WORK ORDER 1 -
Answer these questions using the text on supporting newcomers during Covid-19:
(a) In the pre-pandemic example, who invites the newcomer to a dinner party?
(b) How many newcomer families were identified, and from which city?
(c) What means was used for the first meeting with the families?
WORK ORDER 2 -
Decide whether each statement agrees with the text on supporting newcomers during Covid-19. Give yes or no and quote the deciding words.
(a) The newcomer families were found through research on social media Turkish groups.
(b) Volunteering to help newcomers began only with this grant.
(c) The two families were never introduced to each other.
WORK ORDER 3 - Carry on the text on supporting newcomers during Covid-19 from its final sentence.

EXTRACT TO READ -
= Beginning of Section =
In the advent of Covid-19, sustaining our social connections with all of our family and friends and creating new connections have been tremendously hard for all of us. It has been especially hard for those who are newcomers to our communities. The newcomers are not only eager to settle successfully but also are desperate to form new social connections in their communities. The Covid-19 pandemic has almost wiped out casual ways of forming new connections and acquiring new information or getting much-needed help that is vital for a successful beginning. One can easily imagine a situation before Covid-19 where the only acquaintance of a newcomer invites them to a dinner party at their home. This creates an opportunity for the newcomer not only to meet many others, possibly starting friendships with at least a few but also to learn the name of a family physician or to get tips on the best places to do grocery shopping…
In my project, I tried to replicate these old ‘casual ways’ as much as possible using virtual techniques. I have graciously volunteered my time to help newcomers in the past and continued to do so during this grant. I identified 2 newcomer families from Coquitlam by doing research on social media Turkish groups. I met with them through Zoom first. After that, I was available anytime they had questions on anything from renting a place/buying furniture to how to look for a job. We communicated via phone, email and Zoom and continue to do so. In addition, I introduced the families to each other with a zoom meeting to share their experiences.
= End of Section =
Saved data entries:
= Beginning of Section =
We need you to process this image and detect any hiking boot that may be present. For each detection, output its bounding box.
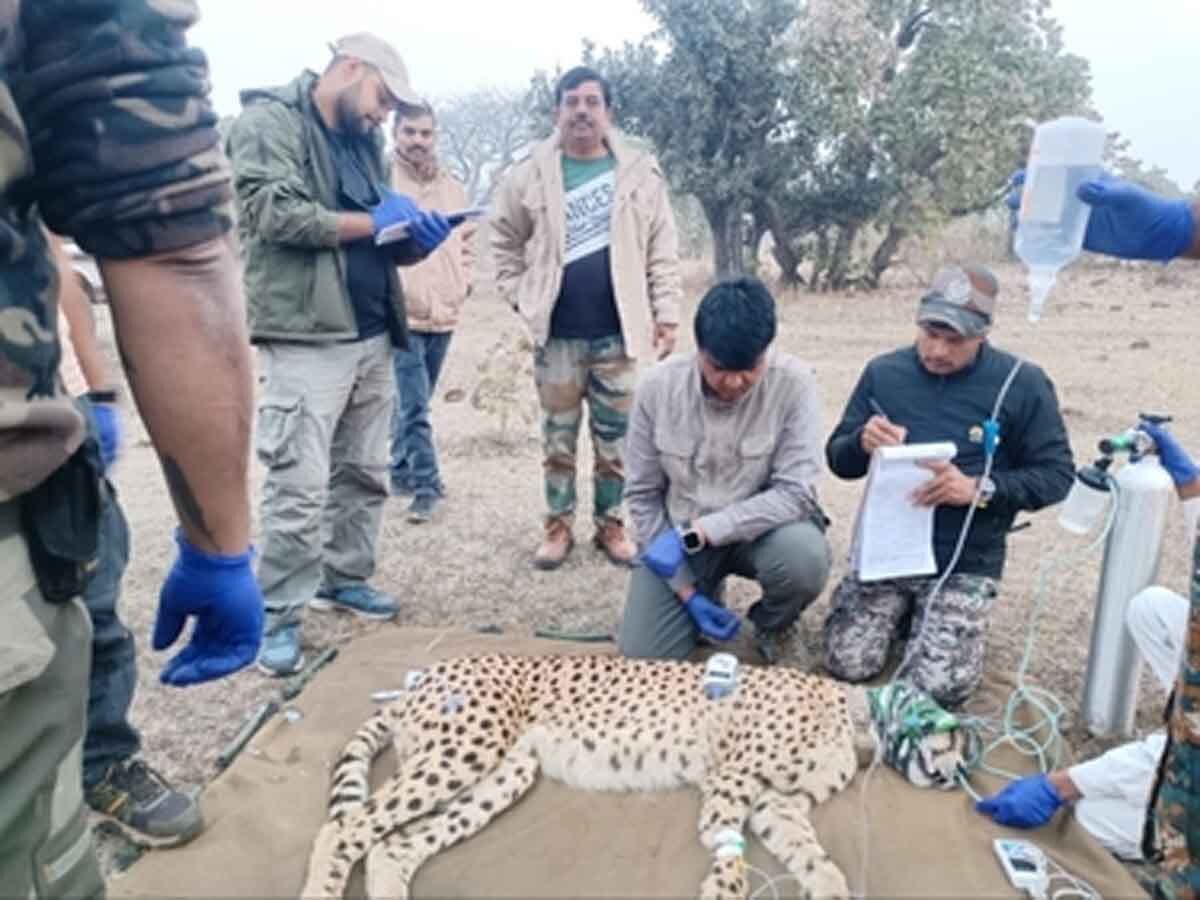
[84,760,204,847]
[592,520,637,569]
[408,494,438,524]
[308,582,400,619]
[533,518,575,571]
[754,625,796,666]
[258,625,304,678]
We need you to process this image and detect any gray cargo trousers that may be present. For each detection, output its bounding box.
[0,502,104,900]
[617,522,830,659]
[256,335,396,632]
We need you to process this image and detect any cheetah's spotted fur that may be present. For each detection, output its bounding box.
[302,655,961,898]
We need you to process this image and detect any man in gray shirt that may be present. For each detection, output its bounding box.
[619,278,830,662]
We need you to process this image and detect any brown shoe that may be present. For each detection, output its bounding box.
[533,518,575,571]
[593,520,637,569]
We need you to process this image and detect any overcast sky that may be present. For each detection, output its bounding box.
[191,0,1200,190]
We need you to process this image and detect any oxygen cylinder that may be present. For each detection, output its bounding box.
[1084,455,1175,737]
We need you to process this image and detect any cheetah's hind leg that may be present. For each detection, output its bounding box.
[300,743,508,898]
[750,788,850,900]
[366,740,539,900]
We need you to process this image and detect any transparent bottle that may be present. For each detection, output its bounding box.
[1015,116,1105,322]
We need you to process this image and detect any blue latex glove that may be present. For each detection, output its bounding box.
[371,186,421,234]
[684,590,742,641]
[91,403,124,472]
[1075,173,1195,262]
[371,187,454,256]
[1138,422,1200,487]
[152,533,263,686]
[642,526,685,581]
[1004,169,1195,262]
[976,775,1062,828]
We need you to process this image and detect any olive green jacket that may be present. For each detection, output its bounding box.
[227,72,412,346]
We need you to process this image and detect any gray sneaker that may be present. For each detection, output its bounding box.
[308,582,400,619]
[85,760,204,847]
[258,625,304,678]
[408,494,438,524]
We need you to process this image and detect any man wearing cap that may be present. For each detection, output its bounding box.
[228,34,450,676]
[824,265,1074,706]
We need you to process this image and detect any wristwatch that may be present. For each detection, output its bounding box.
[679,522,704,554]
[979,475,996,508]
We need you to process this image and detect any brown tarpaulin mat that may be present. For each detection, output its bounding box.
[109,628,1145,898]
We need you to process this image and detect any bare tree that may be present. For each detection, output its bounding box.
[434,88,533,203]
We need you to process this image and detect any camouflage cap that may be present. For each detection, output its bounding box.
[330,31,421,106]
[917,265,1000,337]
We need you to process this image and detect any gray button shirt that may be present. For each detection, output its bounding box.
[625,352,823,548]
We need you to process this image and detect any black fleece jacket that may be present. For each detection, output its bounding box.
[826,342,1075,578]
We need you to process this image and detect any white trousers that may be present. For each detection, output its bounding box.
[1068,587,1188,859]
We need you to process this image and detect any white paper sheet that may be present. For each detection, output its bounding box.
[850,442,956,581]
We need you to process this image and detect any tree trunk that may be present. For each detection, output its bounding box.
[826,226,858,290]
[754,197,802,287]
[866,222,908,288]
[700,197,745,278]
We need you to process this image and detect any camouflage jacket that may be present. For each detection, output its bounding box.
[0,0,232,503]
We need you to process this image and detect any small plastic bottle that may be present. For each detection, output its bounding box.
[1015,116,1106,322]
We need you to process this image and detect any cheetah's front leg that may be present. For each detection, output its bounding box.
[750,788,850,900]
[700,769,763,900]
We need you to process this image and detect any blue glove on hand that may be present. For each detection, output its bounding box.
[1138,422,1200,487]
[151,533,263,686]
[684,590,742,641]
[91,403,122,472]
[1075,173,1195,262]
[371,186,421,234]
[642,526,684,581]
[1004,169,1195,262]
[976,775,1062,828]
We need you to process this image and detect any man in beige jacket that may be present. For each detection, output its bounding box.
[391,104,475,523]
[491,66,680,569]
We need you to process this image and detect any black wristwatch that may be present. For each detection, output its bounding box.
[679,522,704,554]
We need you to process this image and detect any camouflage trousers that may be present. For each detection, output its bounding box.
[0,502,104,900]
[824,575,997,706]
[534,335,637,526]
[1148,539,1200,900]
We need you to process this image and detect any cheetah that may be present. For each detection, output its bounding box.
[301,655,967,898]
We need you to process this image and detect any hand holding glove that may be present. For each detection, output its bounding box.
[152,533,263,686]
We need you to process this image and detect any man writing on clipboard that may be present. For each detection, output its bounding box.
[824,265,1074,706]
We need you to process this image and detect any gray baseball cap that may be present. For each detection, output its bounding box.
[917,264,1000,337]
[330,31,421,106]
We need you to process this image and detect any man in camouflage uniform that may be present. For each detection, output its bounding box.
[491,66,680,569]
[824,265,1074,706]
[0,0,263,898]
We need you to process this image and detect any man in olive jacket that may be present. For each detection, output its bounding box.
[229,34,450,676]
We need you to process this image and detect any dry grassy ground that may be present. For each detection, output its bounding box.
[96,254,1200,883]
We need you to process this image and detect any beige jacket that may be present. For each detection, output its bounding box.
[391,156,475,331]
[491,132,683,362]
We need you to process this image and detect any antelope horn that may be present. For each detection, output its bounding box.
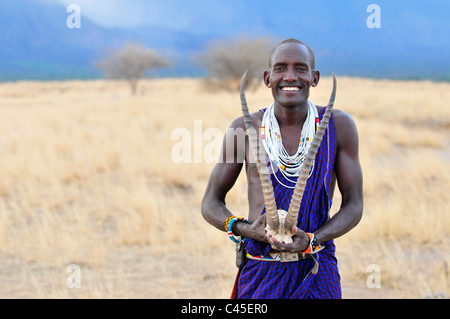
[285,73,336,229]
[241,71,280,229]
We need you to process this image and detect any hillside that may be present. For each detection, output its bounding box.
[0,0,450,80]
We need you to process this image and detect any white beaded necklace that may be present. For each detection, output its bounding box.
[261,100,319,188]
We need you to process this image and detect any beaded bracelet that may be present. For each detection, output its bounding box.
[224,216,249,243]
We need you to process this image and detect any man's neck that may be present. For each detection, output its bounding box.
[274,101,309,127]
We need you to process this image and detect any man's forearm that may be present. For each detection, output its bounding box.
[314,203,363,243]
[201,199,232,231]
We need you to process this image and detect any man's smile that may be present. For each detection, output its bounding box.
[281,86,300,91]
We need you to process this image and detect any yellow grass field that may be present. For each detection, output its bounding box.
[0,76,450,298]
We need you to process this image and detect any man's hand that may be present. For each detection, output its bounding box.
[269,226,309,253]
[233,214,268,243]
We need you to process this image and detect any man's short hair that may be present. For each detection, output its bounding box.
[269,38,316,69]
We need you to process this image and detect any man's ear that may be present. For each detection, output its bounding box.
[311,70,320,87]
[264,70,272,88]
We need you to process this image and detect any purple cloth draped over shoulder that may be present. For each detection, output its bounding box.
[235,108,341,299]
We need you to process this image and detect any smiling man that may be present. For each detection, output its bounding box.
[202,39,363,299]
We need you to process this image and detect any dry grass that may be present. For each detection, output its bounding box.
[0,78,450,298]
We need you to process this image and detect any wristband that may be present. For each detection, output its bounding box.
[301,233,325,254]
[224,216,249,243]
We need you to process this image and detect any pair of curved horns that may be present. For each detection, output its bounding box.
[240,71,336,234]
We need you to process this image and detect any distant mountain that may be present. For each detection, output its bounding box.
[0,0,450,80]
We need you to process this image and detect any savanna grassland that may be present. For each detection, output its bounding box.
[0,77,450,298]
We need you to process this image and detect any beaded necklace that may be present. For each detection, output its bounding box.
[260,100,319,189]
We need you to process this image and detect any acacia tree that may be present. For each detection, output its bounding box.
[96,44,171,94]
[195,37,274,90]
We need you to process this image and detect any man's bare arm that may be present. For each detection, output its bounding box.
[201,117,267,242]
[201,119,245,231]
[315,111,363,243]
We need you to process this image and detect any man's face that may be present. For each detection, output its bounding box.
[264,43,320,107]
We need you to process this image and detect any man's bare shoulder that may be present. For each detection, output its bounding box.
[317,106,358,149]
[333,109,358,146]
[230,111,263,130]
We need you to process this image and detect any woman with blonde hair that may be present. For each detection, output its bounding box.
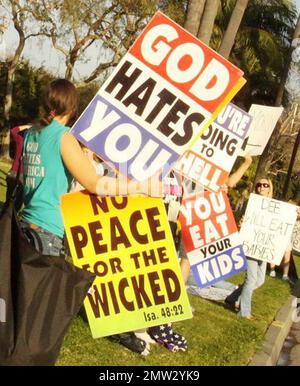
[225,177,273,320]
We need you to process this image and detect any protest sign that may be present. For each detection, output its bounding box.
[179,191,247,288]
[292,221,300,254]
[240,193,297,265]
[62,192,192,338]
[240,104,283,156]
[72,12,245,181]
[174,103,251,192]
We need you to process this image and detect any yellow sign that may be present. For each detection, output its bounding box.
[62,192,192,338]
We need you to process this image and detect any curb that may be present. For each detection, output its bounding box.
[248,280,300,366]
[249,295,296,366]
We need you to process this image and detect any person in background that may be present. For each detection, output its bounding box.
[225,178,273,320]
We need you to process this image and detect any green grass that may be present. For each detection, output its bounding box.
[0,161,300,366]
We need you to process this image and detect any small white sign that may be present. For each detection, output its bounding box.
[240,105,283,156]
[240,193,297,265]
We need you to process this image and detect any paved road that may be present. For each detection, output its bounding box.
[278,280,300,366]
[287,322,300,366]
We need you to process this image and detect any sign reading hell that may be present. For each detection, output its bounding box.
[72,12,245,181]
[174,103,251,192]
[62,192,192,338]
[179,191,247,288]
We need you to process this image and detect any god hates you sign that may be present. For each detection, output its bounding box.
[174,103,251,192]
[72,12,245,181]
[240,193,297,265]
[62,192,192,338]
[179,191,247,288]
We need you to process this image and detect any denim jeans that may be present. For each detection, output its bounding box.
[226,257,267,317]
[20,220,65,257]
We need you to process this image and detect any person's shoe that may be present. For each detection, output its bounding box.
[282,275,295,285]
[109,332,150,355]
[243,315,257,321]
[224,298,240,312]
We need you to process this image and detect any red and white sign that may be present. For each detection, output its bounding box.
[174,103,251,192]
[179,191,247,287]
[72,12,245,181]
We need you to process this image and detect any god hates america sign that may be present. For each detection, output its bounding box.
[72,12,245,181]
[179,191,247,288]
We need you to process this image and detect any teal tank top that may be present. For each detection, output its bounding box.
[22,120,71,237]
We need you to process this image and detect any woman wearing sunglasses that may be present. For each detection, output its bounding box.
[225,178,273,320]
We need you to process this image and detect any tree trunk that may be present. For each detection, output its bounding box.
[184,0,206,36]
[255,14,300,183]
[0,1,25,158]
[219,0,249,58]
[198,0,220,45]
[282,129,300,200]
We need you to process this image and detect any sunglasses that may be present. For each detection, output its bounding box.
[256,182,270,188]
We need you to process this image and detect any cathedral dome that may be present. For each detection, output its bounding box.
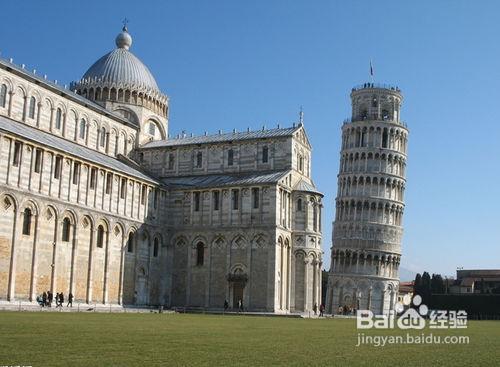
[71,27,168,116]
[82,27,159,91]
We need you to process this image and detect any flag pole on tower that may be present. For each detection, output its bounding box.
[370,59,373,83]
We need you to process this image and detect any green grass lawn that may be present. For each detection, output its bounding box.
[0,312,500,367]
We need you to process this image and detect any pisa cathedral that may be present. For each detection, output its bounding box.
[326,83,408,314]
[0,27,323,313]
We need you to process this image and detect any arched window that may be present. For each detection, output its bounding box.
[100,127,106,147]
[28,96,36,119]
[0,84,7,107]
[23,208,33,236]
[56,108,62,130]
[196,242,205,266]
[262,147,269,163]
[80,119,87,139]
[153,238,160,257]
[127,232,134,253]
[62,218,71,242]
[196,152,203,168]
[149,121,156,135]
[97,225,104,247]
[313,203,316,231]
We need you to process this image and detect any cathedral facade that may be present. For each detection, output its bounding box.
[0,28,323,313]
[326,83,408,315]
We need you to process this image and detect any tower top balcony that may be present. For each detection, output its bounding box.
[351,83,403,124]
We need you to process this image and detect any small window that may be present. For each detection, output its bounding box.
[90,168,97,190]
[54,156,62,180]
[56,108,62,130]
[141,185,147,205]
[194,192,200,212]
[153,238,160,257]
[252,188,260,209]
[97,225,104,248]
[168,153,175,170]
[262,147,269,163]
[100,127,106,147]
[80,119,87,139]
[23,208,32,236]
[196,242,205,266]
[212,191,220,210]
[28,97,36,119]
[196,152,203,168]
[12,141,22,167]
[73,162,81,185]
[106,172,113,194]
[34,149,42,173]
[0,84,7,108]
[231,190,240,210]
[127,232,134,253]
[62,218,71,242]
[120,178,127,199]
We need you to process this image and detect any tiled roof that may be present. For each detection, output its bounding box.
[161,171,289,188]
[142,126,301,148]
[0,58,137,126]
[0,116,158,183]
[293,180,323,195]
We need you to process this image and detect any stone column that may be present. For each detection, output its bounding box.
[304,258,309,312]
[7,210,18,301]
[29,212,40,302]
[86,229,97,303]
[118,231,128,305]
[69,226,78,294]
[102,228,110,304]
[7,91,15,117]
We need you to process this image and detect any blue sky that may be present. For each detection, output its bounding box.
[0,0,500,275]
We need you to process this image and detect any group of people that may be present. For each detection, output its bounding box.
[338,305,357,316]
[36,291,73,308]
[313,303,325,317]
[224,299,243,312]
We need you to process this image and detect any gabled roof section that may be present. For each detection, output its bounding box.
[161,170,290,189]
[0,116,159,184]
[141,126,301,149]
[293,179,323,196]
[0,58,138,128]
[295,124,312,149]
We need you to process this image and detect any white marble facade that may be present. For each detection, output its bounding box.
[0,28,322,313]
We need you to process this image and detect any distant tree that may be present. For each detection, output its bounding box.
[321,270,328,305]
[413,273,422,294]
[419,271,431,305]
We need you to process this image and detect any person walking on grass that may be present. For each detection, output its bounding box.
[47,291,54,307]
[319,304,325,317]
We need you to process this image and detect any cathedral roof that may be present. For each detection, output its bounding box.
[142,125,301,148]
[0,116,158,183]
[293,179,323,196]
[161,170,290,188]
[75,27,161,94]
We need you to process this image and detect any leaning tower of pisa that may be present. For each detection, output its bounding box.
[327,83,408,314]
= End of Section =
ANSWER BOX 1 -
(a) The newcomer's only acquaintance.
(b) Two families, from Coquitlam.
(c) Zoom.

ANSWER BOX 2 -
(a) Yes: "I identified 2 newcomer families from Coquitlam by doing research on social media Turkish groups."
(b) No: "I have graciously volunteered my time to help newcomers in the past and continued to do so during this grant."
(c) No: "I introduced the families to each other with a zoom meeting to share their experiences."

ANSWER BOX 3 -
While helping the newcomers, there had been rare situations in the past where I had to tap into my own pockets. However, I never had the financial means in the past to prepare, for example, something like a welcome package covering COVID-essentials. This grant was crucial in giving me the opportunity to prepare a better welcome for these newcomers in these hard times. The welcome package I prepared included hand sanitizers, masks and some cleaning/disinfectant products to help them to fight Covid19 in their daily lives. While talking to them, I found out their favourite grocery store and purchased gift cards from these grocery stores so that they can buy basic groceries and supplies to make them feel welcome.
Immigration and moving out from a country to another is a challenging process, and Covid19 makes it even harder. Settling up in a new country takes a lot of time and effort, and not every family is lucky to have the right support for this adaptation process. The excitement feeling is soon replaced with loneliness. This process can be even more challenging for children. Immigration is not easy, but it always brings more opportunities after the adaptation. I am very excited to help to make the adaptation of these families a little less challenging. I hope that they will love their new home country Canada with its diversity, colourfulness and helpful attitude of the community and very happy to be a part of it.